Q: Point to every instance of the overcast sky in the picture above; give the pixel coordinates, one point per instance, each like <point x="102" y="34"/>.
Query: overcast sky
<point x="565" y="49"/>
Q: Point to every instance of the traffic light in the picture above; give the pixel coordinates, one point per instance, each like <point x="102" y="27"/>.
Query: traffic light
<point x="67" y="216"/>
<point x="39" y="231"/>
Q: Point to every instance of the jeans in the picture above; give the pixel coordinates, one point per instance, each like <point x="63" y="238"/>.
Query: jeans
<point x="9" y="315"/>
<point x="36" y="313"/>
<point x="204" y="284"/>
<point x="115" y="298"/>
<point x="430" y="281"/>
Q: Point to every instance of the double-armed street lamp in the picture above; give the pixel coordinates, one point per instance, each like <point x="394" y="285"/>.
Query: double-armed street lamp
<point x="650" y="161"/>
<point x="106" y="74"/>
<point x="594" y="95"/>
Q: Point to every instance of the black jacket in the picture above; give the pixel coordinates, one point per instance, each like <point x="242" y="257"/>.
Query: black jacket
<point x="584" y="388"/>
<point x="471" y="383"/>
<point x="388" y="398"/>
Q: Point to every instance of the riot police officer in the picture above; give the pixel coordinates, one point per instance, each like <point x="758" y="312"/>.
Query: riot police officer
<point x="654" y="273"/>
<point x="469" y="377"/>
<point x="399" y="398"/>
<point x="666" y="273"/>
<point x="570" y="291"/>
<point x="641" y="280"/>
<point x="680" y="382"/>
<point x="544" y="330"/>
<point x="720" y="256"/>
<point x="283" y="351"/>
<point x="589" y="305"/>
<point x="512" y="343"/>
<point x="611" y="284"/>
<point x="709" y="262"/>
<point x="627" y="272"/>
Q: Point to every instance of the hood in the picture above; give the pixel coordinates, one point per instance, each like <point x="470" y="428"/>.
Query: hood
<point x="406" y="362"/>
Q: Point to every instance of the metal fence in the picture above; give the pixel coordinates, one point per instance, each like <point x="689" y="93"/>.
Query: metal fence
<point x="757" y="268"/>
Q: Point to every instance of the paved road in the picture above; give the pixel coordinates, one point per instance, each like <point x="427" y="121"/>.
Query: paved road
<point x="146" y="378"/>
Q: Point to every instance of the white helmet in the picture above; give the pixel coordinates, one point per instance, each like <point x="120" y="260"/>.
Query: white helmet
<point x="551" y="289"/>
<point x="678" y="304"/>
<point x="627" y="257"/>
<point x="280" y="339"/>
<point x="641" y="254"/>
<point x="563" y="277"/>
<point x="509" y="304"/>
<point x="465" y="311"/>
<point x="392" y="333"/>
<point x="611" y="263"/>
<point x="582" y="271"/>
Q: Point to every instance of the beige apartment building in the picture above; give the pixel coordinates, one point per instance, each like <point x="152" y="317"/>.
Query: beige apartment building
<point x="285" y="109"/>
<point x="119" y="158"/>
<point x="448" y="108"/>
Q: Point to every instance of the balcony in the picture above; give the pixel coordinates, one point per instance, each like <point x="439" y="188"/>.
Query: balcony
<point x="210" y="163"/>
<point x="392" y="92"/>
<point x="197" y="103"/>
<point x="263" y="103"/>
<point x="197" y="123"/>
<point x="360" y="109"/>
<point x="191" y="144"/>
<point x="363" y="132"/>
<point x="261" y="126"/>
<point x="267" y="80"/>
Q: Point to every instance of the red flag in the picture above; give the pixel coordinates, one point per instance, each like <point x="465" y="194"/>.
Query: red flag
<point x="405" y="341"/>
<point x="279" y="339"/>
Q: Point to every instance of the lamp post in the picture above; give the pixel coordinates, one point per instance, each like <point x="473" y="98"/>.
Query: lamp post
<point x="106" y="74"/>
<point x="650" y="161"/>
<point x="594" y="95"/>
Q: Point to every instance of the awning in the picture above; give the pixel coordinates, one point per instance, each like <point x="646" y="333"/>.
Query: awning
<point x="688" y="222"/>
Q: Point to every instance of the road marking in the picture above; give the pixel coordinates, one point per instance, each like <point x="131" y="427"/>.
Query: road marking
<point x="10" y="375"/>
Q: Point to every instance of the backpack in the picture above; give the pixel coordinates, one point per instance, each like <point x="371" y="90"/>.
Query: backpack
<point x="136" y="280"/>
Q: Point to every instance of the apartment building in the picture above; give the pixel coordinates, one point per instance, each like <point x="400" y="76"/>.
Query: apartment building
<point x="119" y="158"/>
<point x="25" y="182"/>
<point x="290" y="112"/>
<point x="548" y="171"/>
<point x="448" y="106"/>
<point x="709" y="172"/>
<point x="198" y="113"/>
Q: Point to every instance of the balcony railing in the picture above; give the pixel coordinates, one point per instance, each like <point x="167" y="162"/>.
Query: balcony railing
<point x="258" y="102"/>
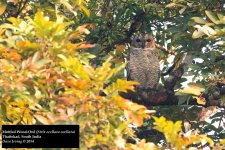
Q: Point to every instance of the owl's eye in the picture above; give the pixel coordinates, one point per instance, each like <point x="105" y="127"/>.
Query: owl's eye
<point x="148" y="40"/>
<point x="138" y="40"/>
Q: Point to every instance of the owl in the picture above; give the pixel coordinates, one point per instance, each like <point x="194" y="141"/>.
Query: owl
<point x="143" y="62"/>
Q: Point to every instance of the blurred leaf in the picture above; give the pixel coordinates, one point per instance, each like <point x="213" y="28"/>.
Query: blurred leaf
<point x="199" y="20"/>
<point x="3" y="7"/>
<point x="212" y="17"/>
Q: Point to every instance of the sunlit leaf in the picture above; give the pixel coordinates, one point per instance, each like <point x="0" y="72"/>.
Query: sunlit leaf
<point x="199" y="20"/>
<point x="212" y="17"/>
<point x="3" y="7"/>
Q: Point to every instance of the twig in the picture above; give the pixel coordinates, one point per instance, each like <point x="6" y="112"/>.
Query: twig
<point x="165" y="50"/>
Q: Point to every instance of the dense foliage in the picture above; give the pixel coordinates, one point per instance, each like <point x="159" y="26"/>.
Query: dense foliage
<point x="62" y="62"/>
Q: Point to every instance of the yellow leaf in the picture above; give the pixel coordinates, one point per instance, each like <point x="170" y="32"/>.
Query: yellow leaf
<point x="42" y="119"/>
<point x="192" y="89"/>
<point x="212" y="17"/>
<point x="2" y="8"/>
<point x="200" y="100"/>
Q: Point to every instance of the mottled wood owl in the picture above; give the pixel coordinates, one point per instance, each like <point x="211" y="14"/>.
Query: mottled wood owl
<point x="143" y="62"/>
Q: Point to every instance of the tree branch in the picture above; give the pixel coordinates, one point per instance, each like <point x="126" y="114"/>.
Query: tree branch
<point x="137" y="20"/>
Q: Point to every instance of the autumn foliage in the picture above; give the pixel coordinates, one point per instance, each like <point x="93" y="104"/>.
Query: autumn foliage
<point x="47" y="76"/>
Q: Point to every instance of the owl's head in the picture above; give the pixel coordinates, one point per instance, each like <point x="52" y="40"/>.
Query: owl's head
<point x="143" y="41"/>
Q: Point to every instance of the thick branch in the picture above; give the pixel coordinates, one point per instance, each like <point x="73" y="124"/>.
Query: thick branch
<point x="133" y="28"/>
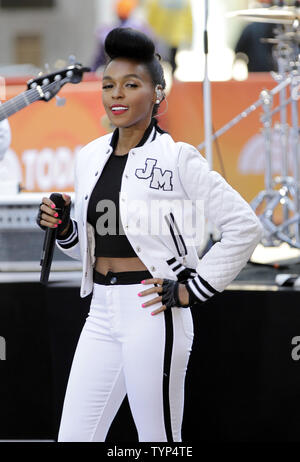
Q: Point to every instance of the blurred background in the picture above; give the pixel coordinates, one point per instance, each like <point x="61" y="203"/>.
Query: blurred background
<point x="35" y="32"/>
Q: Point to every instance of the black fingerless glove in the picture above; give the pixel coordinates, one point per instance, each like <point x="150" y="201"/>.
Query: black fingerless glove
<point x="170" y="294"/>
<point x="63" y="214"/>
<point x="38" y="218"/>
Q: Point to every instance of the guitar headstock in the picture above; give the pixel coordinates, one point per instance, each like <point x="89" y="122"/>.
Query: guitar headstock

Task to carry out:
Figure out how many lines of the material above hold the word "headstock", and answer with that number only.

Answer space:
2